#### Kaynak metin:
20 Aralık 2020

Kıştı Adana'da Yağmur Yağıyordu

İstanbul aktarmalı Adana yolculuğuna çıktığında yine kimseye haber vermemişti. Ne Fransız medyası ne de çalıştığı kulüp nereye ne amaçla gittiğinden habersizdi. Fransa’dan başlayan yolculuk Adana’da son bulduğunda 53 yaşındaki Portekizli ertesi gün öğle saatlerinde oynanacak Adana Demirspor-İstanbulspor maçını izlemeden önce otel odasında yine bilgisayarına gömüldü. Onlarca futbolcunun yer aldığı raporların arasından ertesi gün izleyeceği oyuncunun dosyasını açtı. 26 Şubat 2018 günü Adana’da sağnak yağmur vardı. Adana Demirspor, İstanbulspor’u 2-1 mağlup etti. Portekizli maçı tribünde izledi, İstanbulspor’da oynayan Fransa doğumlu Kubilay Aktaş’ın ismini bir kenara not etmişti, hayır peşinde olduğu oyuncu o değildi. Onun aracılığıyla bir takım arkadaşına ulaşmaya çalışıyordu. İşi kendi bitirmeyi severdi. 

Maçtan sonra Lille yöneticisinin kendisiyle görüşmek istediğini Kubilay’dan duyan Zeki Çelik için Luis Campos ismi bir şey ifade etmiyordu: “Onu tanımıyorum, yorgunum, takımla İstanbul’a döneceğim” dedi. Hayatının fırsatı ayağına kadar gelmişti ve Zeki bundan habersizdi. Luis Campos elbette ki çekip gitmedi. Türkiye, Süper Lig’de hiç forma giymemiş bir oyuncunun Fransa Ligi’ne transfer olduğunu öğrendiğinde Luis Campos ismi yine haberlerde yoktu. Campos, gölgede kalmayı severdi. O sezon Lille küme düşme potasına yapışmış, Zeki de büyük bir ihtimalle ertesi sezon bir alt ligde oynayacak takıma gitmek istememişti başta. Lille, ligin bitimine iki hafta kala küme düşme potasındaki Toulouse’u deplasmanda mağlup etti ve ligde kalmayı başardı. Deli dahi Marcelo Bielsa ile başladıkları, çılgın transferlerle girdikleri sezonun sonunu Saint Etienne’in eski hocası Galtier ile getirmişler ve ucuz kurtulmuşlardı. Zeki Çelik teklifi kabul etti. O artık Lille forması giyecekti. Peki kimdi bu Luis Campos?

#### Veri satırları:
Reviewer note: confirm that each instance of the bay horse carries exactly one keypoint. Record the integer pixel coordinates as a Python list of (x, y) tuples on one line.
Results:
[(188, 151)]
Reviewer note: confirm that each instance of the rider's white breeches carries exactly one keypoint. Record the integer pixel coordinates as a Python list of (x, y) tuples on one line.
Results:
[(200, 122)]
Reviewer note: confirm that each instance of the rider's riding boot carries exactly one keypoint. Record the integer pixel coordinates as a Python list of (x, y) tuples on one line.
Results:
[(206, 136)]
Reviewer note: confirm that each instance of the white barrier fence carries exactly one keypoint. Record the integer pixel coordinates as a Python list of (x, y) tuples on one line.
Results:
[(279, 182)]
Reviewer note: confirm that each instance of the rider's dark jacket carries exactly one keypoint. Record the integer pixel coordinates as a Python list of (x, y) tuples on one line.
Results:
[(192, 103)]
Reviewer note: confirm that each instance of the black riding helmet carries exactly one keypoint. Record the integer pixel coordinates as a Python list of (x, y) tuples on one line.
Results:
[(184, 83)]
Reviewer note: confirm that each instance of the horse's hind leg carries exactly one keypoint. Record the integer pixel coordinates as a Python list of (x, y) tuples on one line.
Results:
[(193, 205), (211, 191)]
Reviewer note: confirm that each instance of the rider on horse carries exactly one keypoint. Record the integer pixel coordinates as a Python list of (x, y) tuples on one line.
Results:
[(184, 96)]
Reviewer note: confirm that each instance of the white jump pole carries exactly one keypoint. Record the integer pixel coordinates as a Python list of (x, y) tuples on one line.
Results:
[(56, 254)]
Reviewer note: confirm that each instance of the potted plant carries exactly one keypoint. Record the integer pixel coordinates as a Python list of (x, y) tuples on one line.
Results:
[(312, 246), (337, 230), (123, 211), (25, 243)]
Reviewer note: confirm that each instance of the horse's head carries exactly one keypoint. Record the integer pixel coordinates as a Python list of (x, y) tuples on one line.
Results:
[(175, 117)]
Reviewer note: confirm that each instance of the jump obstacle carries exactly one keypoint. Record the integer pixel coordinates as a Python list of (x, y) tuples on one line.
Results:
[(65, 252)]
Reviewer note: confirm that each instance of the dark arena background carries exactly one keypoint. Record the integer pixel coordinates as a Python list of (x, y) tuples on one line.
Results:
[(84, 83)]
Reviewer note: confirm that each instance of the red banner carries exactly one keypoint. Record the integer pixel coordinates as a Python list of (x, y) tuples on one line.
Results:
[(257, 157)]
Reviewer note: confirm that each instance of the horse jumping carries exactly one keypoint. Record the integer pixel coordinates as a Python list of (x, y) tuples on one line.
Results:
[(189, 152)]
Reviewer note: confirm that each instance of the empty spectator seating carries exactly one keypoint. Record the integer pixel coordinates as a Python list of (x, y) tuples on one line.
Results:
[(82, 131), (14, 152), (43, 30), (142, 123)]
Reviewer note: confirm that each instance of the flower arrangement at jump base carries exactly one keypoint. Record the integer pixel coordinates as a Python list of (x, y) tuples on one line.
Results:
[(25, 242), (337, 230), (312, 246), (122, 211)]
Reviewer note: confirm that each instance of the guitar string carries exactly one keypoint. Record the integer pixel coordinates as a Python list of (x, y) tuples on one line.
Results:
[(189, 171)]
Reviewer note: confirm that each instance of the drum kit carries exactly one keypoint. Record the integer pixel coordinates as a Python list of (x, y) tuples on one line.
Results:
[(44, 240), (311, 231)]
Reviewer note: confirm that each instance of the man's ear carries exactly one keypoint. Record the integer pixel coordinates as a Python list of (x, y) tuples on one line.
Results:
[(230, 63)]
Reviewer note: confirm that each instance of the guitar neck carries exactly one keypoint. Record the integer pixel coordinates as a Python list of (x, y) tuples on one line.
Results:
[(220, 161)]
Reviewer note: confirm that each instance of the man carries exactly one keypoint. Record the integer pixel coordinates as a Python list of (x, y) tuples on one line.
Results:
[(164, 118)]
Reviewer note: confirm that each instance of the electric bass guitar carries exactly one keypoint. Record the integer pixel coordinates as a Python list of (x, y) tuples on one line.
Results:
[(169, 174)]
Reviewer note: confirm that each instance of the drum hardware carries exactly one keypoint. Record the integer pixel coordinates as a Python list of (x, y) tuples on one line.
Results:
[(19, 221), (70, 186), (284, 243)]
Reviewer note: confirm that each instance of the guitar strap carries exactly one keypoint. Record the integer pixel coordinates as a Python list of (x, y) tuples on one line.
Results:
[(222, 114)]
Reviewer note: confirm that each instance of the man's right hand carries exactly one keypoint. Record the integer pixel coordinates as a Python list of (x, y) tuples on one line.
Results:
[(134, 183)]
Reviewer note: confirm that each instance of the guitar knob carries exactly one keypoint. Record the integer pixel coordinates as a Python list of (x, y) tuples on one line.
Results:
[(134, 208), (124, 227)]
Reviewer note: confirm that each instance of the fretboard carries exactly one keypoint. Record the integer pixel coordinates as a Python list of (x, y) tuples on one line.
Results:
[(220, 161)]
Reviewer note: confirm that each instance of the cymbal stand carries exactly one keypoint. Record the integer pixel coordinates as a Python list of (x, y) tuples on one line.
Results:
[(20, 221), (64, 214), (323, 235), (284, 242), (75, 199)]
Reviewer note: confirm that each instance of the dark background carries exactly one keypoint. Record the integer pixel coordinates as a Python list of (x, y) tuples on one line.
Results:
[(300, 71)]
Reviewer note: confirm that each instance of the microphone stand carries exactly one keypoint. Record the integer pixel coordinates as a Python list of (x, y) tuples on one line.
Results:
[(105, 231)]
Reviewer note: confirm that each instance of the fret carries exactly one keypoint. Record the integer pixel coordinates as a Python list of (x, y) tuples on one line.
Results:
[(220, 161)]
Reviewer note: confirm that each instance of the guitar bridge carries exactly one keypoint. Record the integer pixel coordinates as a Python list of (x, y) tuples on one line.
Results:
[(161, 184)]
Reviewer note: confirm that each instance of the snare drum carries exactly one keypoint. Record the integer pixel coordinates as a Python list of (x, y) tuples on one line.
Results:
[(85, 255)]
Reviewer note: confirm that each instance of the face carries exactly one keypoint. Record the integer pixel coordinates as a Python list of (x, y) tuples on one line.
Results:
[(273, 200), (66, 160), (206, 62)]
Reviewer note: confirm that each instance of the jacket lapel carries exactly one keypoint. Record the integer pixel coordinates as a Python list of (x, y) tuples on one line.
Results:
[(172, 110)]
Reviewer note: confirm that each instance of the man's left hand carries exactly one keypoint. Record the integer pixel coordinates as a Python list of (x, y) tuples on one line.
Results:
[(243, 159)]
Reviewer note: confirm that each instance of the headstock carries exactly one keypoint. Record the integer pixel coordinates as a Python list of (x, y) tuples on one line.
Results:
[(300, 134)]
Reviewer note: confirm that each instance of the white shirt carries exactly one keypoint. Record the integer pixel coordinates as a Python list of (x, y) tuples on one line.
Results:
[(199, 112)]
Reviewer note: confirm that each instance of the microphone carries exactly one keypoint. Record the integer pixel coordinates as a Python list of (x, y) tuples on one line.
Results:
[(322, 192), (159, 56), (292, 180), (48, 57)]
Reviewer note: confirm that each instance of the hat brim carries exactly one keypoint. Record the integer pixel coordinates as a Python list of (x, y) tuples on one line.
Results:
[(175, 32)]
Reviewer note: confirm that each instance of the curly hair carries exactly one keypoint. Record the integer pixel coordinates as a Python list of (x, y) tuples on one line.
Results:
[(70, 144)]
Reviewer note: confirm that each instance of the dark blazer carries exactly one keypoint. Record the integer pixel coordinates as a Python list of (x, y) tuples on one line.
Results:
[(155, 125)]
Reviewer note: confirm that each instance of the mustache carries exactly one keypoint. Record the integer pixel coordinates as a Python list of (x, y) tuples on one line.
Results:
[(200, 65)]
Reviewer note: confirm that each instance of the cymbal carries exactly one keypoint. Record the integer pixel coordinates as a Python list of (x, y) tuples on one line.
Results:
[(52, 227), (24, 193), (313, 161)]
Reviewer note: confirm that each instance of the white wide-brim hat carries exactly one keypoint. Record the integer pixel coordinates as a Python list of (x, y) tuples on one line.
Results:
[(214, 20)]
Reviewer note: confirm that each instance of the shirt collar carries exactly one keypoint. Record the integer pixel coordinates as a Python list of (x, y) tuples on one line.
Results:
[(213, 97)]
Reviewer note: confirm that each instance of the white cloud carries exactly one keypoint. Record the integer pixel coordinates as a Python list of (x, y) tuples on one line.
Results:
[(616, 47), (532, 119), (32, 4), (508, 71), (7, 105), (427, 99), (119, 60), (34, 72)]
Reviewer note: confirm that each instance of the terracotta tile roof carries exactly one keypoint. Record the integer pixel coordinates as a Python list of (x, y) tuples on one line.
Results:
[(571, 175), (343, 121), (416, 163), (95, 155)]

#### Yazılı görevler:
1 - Luis Campos ile Zeki Çelik'i anlatan yazıya göre şu soruları cevaplayın:
(a) 26 Şubat 2018 günü Adana'da hava nasıldı?
(b) Adana Demirspor-İstanbulspor maçı hangi skorla bitti?
(c) Lille, ligin bitimine iki hafta kala hangi takımı mağlup etti?
2 - Luis Campos ile Zeki Çelik'i anlatan yazıyı kaldığı yerden sürdürün.

#### Son cevaplar:
1 -
(a) Sağnak yağmur vardı.
(b) Adana Demirspor 2-1 kazandı.
(c) Lille, küme düşme potasındaki Toulouse'u deplasmanda yendi.

2 -
Önce kötü futbolcuydu, profesyonel futboldan para kazanamayacağını anlayınca tutkuyla bağlı olduğu oyunun içinde kalabilmek için Porto Üniversitesi’nde spor bilimi okudu… Buraya kadar olan hikayesi kendisinden bir yaş büyük olan bir vatandaşını hatırlatıyor elbette: Jose Mourinho… O “özel biri”ydi, peki Campos! Hiçbir zaman büyük bir teknik direktör olamadı. Ne Porto’yu, ne Sporting’i ne de Benfica’yı çalıştırabildi. 27 yaşında Leiria teknik direktörü olmayı başarmıştı ama alt liglerde bir takımdan diğerine giderken adı Portekiz medyasında satır aralarında kalıyordu. 40’larına yaklaştığında Portekiz 1. Ligi’nde takım çalıştırır olmuştu ama ona gazetecilerin taktığı lakap sinirlerini bozuyordu. Çalıştırdığı Vitoria de Setubal, Varzim ve Beira Mar küme düştü. Campa, Portekizce’de mezar demekti ve onun adı artık Luis Campos değil, Luis “Campa”s’dı gazete sayfalarında… Teknik direktörlük döneminin en güzel hatırası 27 maçtır yenilmeyen Porto’yu Gil Vicente’nin başındaki devirmesiydi. Evet, Porto teknik direktörü Jose Mourinho idi. Mourinho olamamıştı ama olsun onu bir kez olsun mat etmişti. Mourinho da bunu yazdı bir kenara elbette..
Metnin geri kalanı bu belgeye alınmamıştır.